▶ _Aim_
Swap each occurrence of "query" in the lines below for "target", and reproduce the lines with nothing else altered.

-- start Task data --

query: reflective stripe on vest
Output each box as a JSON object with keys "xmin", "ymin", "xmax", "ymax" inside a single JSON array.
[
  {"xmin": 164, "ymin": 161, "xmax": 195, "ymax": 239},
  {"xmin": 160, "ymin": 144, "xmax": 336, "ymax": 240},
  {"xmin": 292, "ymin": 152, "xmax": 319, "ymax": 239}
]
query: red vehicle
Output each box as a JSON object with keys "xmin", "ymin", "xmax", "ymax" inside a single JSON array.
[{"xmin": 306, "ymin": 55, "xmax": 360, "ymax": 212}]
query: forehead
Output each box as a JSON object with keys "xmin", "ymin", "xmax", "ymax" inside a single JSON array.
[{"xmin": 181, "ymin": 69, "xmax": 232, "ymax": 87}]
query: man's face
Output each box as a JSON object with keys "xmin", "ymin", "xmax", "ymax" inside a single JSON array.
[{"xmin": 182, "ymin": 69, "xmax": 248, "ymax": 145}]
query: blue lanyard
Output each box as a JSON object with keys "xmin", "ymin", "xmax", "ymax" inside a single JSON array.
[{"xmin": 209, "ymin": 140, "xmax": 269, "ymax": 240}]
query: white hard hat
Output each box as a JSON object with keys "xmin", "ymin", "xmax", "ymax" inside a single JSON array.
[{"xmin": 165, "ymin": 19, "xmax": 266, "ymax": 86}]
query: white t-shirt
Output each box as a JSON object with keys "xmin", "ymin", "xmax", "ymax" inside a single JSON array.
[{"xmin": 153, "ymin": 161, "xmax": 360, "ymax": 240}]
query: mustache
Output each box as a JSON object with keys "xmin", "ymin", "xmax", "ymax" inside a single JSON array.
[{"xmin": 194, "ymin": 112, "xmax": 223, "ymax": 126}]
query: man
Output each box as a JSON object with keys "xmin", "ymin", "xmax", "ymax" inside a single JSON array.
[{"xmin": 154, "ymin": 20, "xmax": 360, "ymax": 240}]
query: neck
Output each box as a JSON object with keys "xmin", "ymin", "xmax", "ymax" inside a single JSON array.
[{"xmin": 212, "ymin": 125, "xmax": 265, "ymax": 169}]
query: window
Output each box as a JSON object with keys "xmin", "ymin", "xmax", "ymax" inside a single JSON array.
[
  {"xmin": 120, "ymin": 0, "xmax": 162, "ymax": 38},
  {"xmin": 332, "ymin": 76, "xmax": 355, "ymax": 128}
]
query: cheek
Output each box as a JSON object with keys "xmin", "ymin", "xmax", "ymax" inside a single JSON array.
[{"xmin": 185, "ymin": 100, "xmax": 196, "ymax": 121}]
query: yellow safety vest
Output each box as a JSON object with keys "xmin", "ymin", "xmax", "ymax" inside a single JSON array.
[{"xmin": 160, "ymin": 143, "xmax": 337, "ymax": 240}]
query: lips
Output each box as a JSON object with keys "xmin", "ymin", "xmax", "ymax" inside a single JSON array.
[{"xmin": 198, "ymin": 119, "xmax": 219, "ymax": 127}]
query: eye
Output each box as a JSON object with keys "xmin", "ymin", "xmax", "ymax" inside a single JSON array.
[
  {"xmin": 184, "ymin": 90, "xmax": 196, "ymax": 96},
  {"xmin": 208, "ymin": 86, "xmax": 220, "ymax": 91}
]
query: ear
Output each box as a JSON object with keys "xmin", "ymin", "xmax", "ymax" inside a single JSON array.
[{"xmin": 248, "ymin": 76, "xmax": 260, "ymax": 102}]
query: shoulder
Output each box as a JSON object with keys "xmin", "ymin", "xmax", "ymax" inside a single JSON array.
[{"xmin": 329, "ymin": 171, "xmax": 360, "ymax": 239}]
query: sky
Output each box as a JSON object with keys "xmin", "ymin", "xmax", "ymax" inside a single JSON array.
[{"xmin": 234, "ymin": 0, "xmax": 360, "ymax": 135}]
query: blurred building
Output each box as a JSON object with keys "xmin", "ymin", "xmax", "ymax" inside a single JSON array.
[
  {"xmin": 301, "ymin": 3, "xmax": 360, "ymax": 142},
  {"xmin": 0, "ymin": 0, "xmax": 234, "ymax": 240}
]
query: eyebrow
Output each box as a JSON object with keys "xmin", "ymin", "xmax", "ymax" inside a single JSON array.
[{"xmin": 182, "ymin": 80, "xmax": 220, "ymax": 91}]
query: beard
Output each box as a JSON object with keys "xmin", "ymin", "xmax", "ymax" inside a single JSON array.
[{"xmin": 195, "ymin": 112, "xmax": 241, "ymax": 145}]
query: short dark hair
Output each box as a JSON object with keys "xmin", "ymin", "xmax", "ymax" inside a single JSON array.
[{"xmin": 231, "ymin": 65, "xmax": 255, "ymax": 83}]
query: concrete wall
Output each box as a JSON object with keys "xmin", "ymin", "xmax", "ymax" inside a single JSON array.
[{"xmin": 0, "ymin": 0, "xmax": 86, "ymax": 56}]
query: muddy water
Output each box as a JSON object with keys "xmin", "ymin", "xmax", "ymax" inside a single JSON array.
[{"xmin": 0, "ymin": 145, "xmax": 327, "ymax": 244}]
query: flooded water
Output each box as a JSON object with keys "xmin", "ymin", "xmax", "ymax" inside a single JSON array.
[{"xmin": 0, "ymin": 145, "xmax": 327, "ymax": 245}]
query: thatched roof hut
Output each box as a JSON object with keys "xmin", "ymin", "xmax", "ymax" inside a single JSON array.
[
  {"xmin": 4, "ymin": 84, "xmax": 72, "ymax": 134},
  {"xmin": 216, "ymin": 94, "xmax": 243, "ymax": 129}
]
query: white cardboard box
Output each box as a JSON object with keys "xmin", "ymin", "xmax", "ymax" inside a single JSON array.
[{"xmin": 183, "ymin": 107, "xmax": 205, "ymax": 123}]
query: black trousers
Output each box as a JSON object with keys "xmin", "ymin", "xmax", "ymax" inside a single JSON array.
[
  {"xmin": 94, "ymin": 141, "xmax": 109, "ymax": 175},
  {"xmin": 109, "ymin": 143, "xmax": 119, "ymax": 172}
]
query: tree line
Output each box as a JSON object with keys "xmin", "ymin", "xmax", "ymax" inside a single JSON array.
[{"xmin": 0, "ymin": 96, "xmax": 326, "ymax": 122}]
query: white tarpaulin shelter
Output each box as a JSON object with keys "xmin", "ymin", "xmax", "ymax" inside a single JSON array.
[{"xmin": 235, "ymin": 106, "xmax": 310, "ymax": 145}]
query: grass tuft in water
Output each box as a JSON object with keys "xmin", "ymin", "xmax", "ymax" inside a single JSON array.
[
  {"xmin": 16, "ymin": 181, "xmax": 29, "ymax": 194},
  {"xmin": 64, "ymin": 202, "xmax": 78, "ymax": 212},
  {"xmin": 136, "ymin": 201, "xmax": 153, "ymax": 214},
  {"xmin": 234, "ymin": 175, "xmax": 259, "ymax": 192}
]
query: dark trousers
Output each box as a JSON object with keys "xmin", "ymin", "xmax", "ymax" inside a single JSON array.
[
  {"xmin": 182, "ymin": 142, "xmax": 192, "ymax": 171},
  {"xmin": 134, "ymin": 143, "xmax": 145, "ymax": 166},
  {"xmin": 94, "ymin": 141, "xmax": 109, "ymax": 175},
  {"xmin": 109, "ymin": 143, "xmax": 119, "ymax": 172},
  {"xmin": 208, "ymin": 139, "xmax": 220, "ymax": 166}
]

-- end Task data --

▶ _Response for this exercise_
target: reflective stripe on vest
Output each box as a JSON object with keys "xmin", "ymin", "xmax", "ymax" inside a single JSON array.
[
  {"xmin": 164, "ymin": 161, "xmax": 195, "ymax": 239},
  {"xmin": 160, "ymin": 144, "xmax": 336, "ymax": 240},
  {"xmin": 292, "ymin": 152, "xmax": 319, "ymax": 239}
]
target: red vehicle
Output each box as a JSON object with keys "xmin", "ymin", "xmax", "ymax" inside a single JSON array.
[{"xmin": 306, "ymin": 55, "xmax": 360, "ymax": 212}]
target: forehead
Output each box as a JSON object with keys "xmin", "ymin", "xmax", "ymax" inside a single JSON array.
[{"xmin": 181, "ymin": 69, "xmax": 232, "ymax": 87}]
target: man's face
Output each box as a JSON object with keys "xmin", "ymin", "xmax", "ymax" inside a single JSON array.
[{"xmin": 182, "ymin": 69, "xmax": 248, "ymax": 145}]
target: blue lanyard
Output each box as a JSON object with keys "xmin", "ymin", "xmax", "ymax" inside a single JSON array.
[{"xmin": 209, "ymin": 140, "xmax": 269, "ymax": 240}]
target: white hard hat
Output each box as a JSON object with keys "xmin", "ymin", "xmax", "ymax" inside a single JSON array.
[{"xmin": 165, "ymin": 19, "xmax": 266, "ymax": 86}]
target: white t-shirt
Output each box as a JSON object with keys "xmin", "ymin", "xmax", "ymax" inside a single JSON array.
[{"xmin": 153, "ymin": 161, "xmax": 360, "ymax": 240}]
target: mustache
Output each box as a JSON object with keys "xmin", "ymin", "xmax", "ymax" inside a single JSON array.
[{"xmin": 194, "ymin": 112, "xmax": 223, "ymax": 126}]
target: man
Output each box as a JSON object with keys "xmin", "ymin", "xmax", "ymax" inside a single JSON array.
[{"xmin": 154, "ymin": 20, "xmax": 360, "ymax": 240}]
target: neck
Output each box as a JSON object with keys "xmin", "ymin", "xmax", "ymax" inside a single JSON array.
[{"xmin": 212, "ymin": 125, "xmax": 265, "ymax": 169}]
target: window
Output each box as a JSON object with keys "xmin", "ymin", "xmax", "ymax" inside a single JSON array.
[
  {"xmin": 120, "ymin": 0, "xmax": 162, "ymax": 38},
  {"xmin": 332, "ymin": 76, "xmax": 355, "ymax": 128}
]
target: cheek
Output each box as a JSON object with keys "xmin", "ymin", "xmax", "ymax" inside a single JSON array.
[{"xmin": 185, "ymin": 100, "xmax": 196, "ymax": 121}]
target: yellow safety vest
Output each box as a JSON object with keys "xmin", "ymin", "xmax", "ymax" inside a single JSON array.
[{"xmin": 160, "ymin": 143, "xmax": 337, "ymax": 240}]
target: lips
Output each box as a JSON object with keys "xmin", "ymin", "xmax", "ymax" inside a single JSON array.
[{"xmin": 198, "ymin": 119, "xmax": 219, "ymax": 127}]
target: eye
Output each box as a JSON object with keys "xmin", "ymin", "xmax", "ymax" inside a single JSON array.
[
  {"xmin": 184, "ymin": 90, "xmax": 196, "ymax": 96},
  {"xmin": 208, "ymin": 86, "xmax": 220, "ymax": 91}
]
target: ear
Output each box as a JSON object with keys "xmin", "ymin", "xmax", "ymax" inside a single JSON array.
[{"xmin": 248, "ymin": 76, "xmax": 260, "ymax": 102}]
target: shoulder
Output each box as a JSON object with keys "xmin", "ymin", "xmax", "ymax" inside a single JSON array.
[{"xmin": 329, "ymin": 171, "xmax": 360, "ymax": 239}]
target: sky
Output each box as a JSON object with keys "xmin", "ymin", "xmax", "ymax" inside a single JSON array.
[{"xmin": 234, "ymin": 0, "xmax": 360, "ymax": 135}]
target: blurred building
Output each box as a JSON object with keys "xmin", "ymin", "xmax", "ymax" inside a single JSON array.
[
  {"xmin": 301, "ymin": 3, "xmax": 360, "ymax": 142},
  {"xmin": 0, "ymin": 0, "xmax": 234, "ymax": 240}
]
target: eyebrow
Output each box as a JSON object with keys "xmin", "ymin", "xmax", "ymax" inside a single JSON array.
[{"xmin": 182, "ymin": 80, "xmax": 220, "ymax": 91}]
target: beard
Output each box as a JSON object with keys "xmin", "ymin", "xmax", "ymax" inside a single JSON array.
[{"xmin": 195, "ymin": 112, "xmax": 241, "ymax": 145}]
target: short dark hair
Output each box as a JSON object with keys "xmin", "ymin", "xmax", "ymax" inside a single JSON array.
[{"xmin": 231, "ymin": 65, "xmax": 255, "ymax": 83}]
target: concrete wall
Output each box as a JSON object with keys "xmin", "ymin", "xmax", "ymax" inside a single JSON array.
[{"xmin": 0, "ymin": 0, "xmax": 86, "ymax": 56}]
target: muddy water
Output each box as a JSON object with keys "xmin", "ymin", "xmax", "ymax" inside a single JSON array.
[{"xmin": 0, "ymin": 145, "xmax": 327, "ymax": 244}]
target: flooded water
Output each box as a JSON object with keys "xmin", "ymin", "xmax", "ymax" inside a single JSON array.
[{"xmin": 0, "ymin": 145, "xmax": 327, "ymax": 245}]
target: thatched roof hut
Output each box as a JSON object with keys "xmin", "ymin", "xmax", "ymax" inside a single JSON array.
[
  {"xmin": 4, "ymin": 84, "xmax": 72, "ymax": 134},
  {"xmin": 216, "ymin": 94, "xmax": 243, "ymax": 129}
]
target: white cardboard box
Output each box as a JSON object with keys "xmin", "ymin", "xmax", "ymax" inside a single JSON array.
[{"xmin": 183, "ymin": 107, "xmax": 205, "ymax": 123}]
target: black trousers
Output each box as a JSON object with keys "xmin", "ymin", "xmax", "ymax" inside a single JSON array.
[
  {"xmin": 94, "ymin": 141, "xmax": 109, "ymax": 175},
  {"xmin": 109, "ymin": 143, "xmax": 119, "ymax": 172}
]
target: tree line
Output each box as a JSON object with keys "xmin", "ymin", "xmax", "ymax" inside a single JSON array.
[{"xmin": 0, "ymin": 96, "xmax": 326, "ymax": 122}]
target: white tarpaulin shelter
Output each box as a JSON object with keys "xmin", "ymin", "xmax", "ymax" inside a single JSON array.
[{"xmin": 235, "ymin": 106, "xmax": 310, "ymax": 145}]
target: grass tuft in water
Output each box as a JSON object with keys "xmin", "ymin", "xmax", "ymax" inside a single JSON array.
[
  {"xmin": 16, "ymin": 181, "xmax": 29, "ymax": 194},
  {"xmin": 64, "ymin": 202, "xmax": 78, "ymax": 212},
  {"xmin": 136, "ymin": 201, "xmax": 153, "ymax": 214},
  {"xmin": 234, "ymin": 175, "xmax": 259, "ymax": 192}
]
target: dark trousers
Output each box as a JSON object with keys "xmin", "ymin", "xmax", "ymax" inside a single JSON array.
[
  {"xmin": 182, "ymin": 142, "xmax": 192, "ymax": 171},
  {"xmin": 134, "ymin": 143, "xmax": 145, "ymax": 166},
  {"xmin": 94, "ymin": 141, "xmax": 109, "ymax": 175},
  {"xmin": 109, "ymin": 143, "xmax": 119, "ymax": 172},
  {"xmin": 208, "ymin": 139, "xmax": 220, "ymax": 166}
]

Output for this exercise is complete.